Your goal: Write every line of the following listing exactly as it reads.

------ Source records

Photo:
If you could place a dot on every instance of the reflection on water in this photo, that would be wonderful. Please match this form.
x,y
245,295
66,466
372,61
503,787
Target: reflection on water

------------

Solution to the problem:
Photo:
If you could place a dot on every instance of the reflection on water in this photo, that would be wonderful. Please match this form.
x,y
245,295
66,466
372,61
503,787
Target: reflection on water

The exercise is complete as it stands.